_ELENCO DEI COMPITI:_
#1 Traduci in inglese questa frase del brano citato: "Io ero il ragazzo con la chitarra, quindi sono diventato l'accompagnatore."
#2 Secondo il brano citato, a quale età Bob Weir scappò per fare il cowboy?

_BRANO CITATO:_
────────────────
Il ritorno a casa di un uomo

Di Paul Rigg

Con Blue Mountain (30 settembre 2016; Columbia Records) Bob Weir uscì dalla calda ombra gettata dal suo collega dei Grateful Dead e amico Jerry Garcia, scrisse alcune canzoni sue, e raccontò una parte della sua storia unica. E lo fece a modo suo, invitando una ventina di altri musicisti (tra cui Josh Ritter e Scott Devendorf, Bryce e Aaron Dessner dei National); e attingendo a strumenti esotici come un organo Farfisa, un omnichord e una shruti box per raccontare la sua storia.  

Ed è una grande storia, che inizia con il ritorno di Weir al momento in cui era un quindicenne proprietario di un ranch nel Wyoming. E se quando ascoltate questo album immaginate ampi spazi aperti, uomini a cavallo, lo scorrere dei fiumi e l'odore dei falò, non vi allontanerete di molto. Come dice lo stesso Weir: "Quando avevo 15 anni sono scappato per fare il cowboy. Mi sono ritrovato a lavorare in Wyoming, vivendo in una casetta con un gruppo di vecchi cowboy e allevatori, e molti di quei ragazzi erano cresciuti in un'epoca precedente alla radio. La loro idea di una serata era quella di raccontare storie e cantare canzoni. Io ero il ragazzo con la chitarra, quindi sono diventato l'accompagnatore. Mi sono chiesto cosa farne di tutto ciò, da decenni ormai...".
────────────────
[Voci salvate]
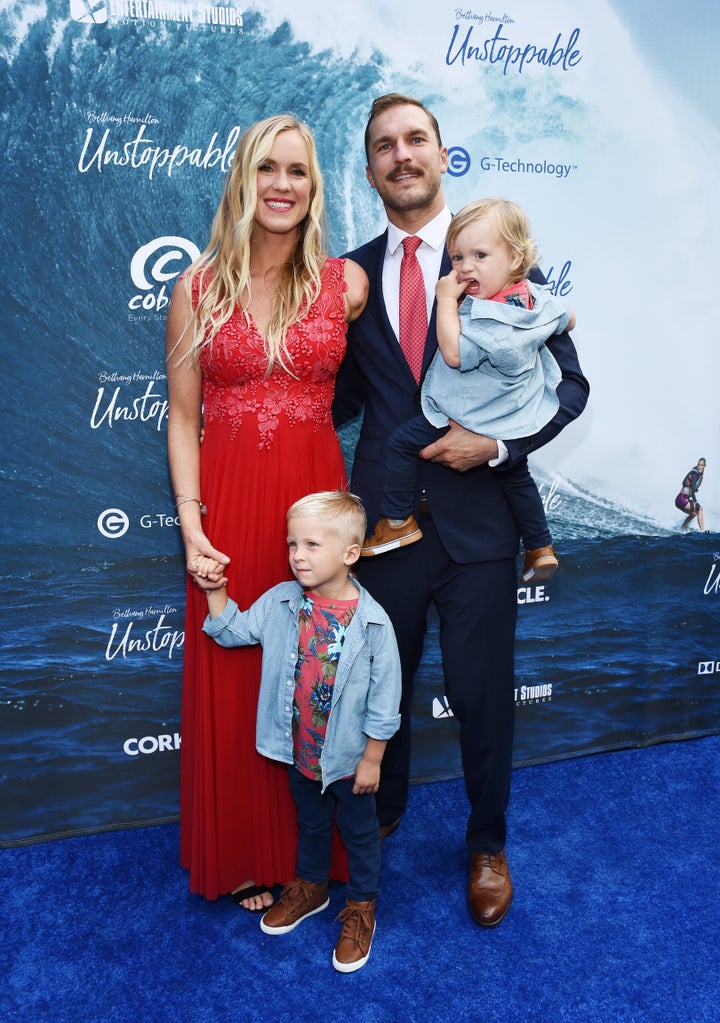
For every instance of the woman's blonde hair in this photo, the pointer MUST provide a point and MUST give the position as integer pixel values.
(511, 223)
(223, 269)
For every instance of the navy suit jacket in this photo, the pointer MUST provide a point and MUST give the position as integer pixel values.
(468, 508)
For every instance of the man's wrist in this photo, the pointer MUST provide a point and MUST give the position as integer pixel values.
(502, 455)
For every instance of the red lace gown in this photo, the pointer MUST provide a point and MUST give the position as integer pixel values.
(267, 442)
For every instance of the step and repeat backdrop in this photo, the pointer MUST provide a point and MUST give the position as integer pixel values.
(119, 124)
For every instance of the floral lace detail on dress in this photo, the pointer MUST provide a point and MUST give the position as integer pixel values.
────────────────
_RISPOSTE PER COMPITO:_
#1 I was the kid with the guitar, so I became the accompanist.

#2 Bob Weir scappò per fare il cowboy a 15 anni.